- ABOUT THIS EXERCISE: Given the material below, return only the lines starting at the line with "Could you point out the electrical" and ending at the line with "Could you point out the window frame", exactly as they appear.

- RECORDS FOR THE EXERCISE:
---
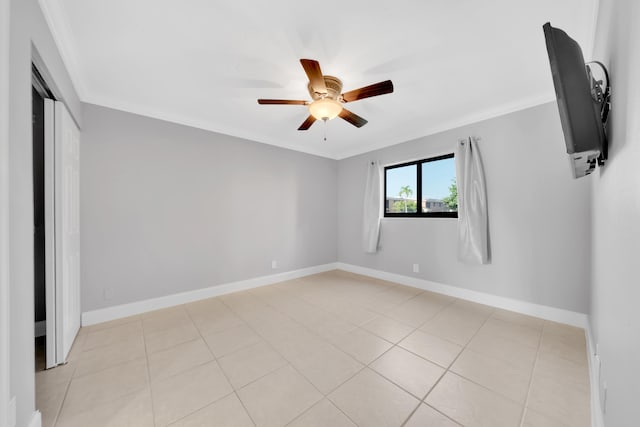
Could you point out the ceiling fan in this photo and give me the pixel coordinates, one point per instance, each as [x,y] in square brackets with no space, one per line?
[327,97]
---
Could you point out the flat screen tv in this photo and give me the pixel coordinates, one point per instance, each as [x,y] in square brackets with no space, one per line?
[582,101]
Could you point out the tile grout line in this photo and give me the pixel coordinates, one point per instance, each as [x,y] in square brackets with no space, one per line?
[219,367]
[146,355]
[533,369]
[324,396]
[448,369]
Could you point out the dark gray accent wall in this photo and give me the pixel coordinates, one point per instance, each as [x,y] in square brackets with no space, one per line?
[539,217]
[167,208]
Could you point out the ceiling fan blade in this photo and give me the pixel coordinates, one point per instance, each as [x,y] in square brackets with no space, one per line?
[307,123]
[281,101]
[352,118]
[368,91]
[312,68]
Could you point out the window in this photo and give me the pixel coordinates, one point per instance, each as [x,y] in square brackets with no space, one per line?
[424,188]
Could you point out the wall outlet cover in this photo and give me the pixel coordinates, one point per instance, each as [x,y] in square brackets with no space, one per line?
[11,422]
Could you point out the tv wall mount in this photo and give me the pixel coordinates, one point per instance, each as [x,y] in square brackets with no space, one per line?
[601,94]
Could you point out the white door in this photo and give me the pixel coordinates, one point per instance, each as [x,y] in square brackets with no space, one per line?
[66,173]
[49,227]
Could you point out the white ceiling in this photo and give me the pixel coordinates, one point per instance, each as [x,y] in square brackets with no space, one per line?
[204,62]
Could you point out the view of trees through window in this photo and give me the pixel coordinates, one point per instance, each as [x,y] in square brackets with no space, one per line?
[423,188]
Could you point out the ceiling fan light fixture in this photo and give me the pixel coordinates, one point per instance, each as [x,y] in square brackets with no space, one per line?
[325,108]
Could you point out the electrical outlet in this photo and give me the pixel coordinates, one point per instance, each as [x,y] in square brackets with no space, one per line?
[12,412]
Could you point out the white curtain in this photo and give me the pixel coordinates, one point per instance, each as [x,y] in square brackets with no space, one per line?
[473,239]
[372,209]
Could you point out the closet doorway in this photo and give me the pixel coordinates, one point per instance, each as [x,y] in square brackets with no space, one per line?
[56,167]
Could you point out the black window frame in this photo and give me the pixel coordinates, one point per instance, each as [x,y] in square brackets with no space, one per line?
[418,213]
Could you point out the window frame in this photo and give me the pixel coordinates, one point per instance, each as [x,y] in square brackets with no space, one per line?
---
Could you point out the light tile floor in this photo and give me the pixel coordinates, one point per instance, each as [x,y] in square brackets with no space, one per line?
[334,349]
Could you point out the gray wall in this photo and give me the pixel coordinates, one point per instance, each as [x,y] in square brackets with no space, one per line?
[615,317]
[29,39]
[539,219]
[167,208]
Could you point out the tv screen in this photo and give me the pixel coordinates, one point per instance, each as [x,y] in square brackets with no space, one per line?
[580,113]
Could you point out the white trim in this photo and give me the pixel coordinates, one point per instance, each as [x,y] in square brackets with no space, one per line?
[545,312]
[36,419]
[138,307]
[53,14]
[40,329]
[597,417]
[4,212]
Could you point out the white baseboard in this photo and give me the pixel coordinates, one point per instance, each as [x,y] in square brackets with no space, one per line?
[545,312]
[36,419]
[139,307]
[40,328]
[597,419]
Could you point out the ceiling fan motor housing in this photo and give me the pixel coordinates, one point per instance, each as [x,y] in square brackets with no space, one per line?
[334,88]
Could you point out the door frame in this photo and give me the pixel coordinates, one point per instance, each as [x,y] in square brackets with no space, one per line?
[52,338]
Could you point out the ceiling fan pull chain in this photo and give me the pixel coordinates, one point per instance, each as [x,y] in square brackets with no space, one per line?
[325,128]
---
- SOLUTION TO THIS EXERCISE:
Could you point out the electrical outlet in this photo and give me the pixel coordinates, one point per instance, each as [x,y] in square brackets with no space, one per line?
[12,412]
Could you point out the white curtain in this photo and give me the pixel coordinates, one point per instance, each as [x,y] in square brackets with no space, one per line?
[473,239]
[372,209]
Could you point out the closet doorway in this photo and give me the pixel coordinates, one point per instance, each as [x,y] in square brackets with no space, one per line?
[56,167]
Could you point out the black window frame in this photo and give me the pixel coordinates, one point per instance, each as [x,y] in square brackets with no space, one per line?
[418,213]
Could you point out the window frame in this photo and give me the pixel coordinates, one point per instance, each as [x,y] in square brackets with no space, one per line?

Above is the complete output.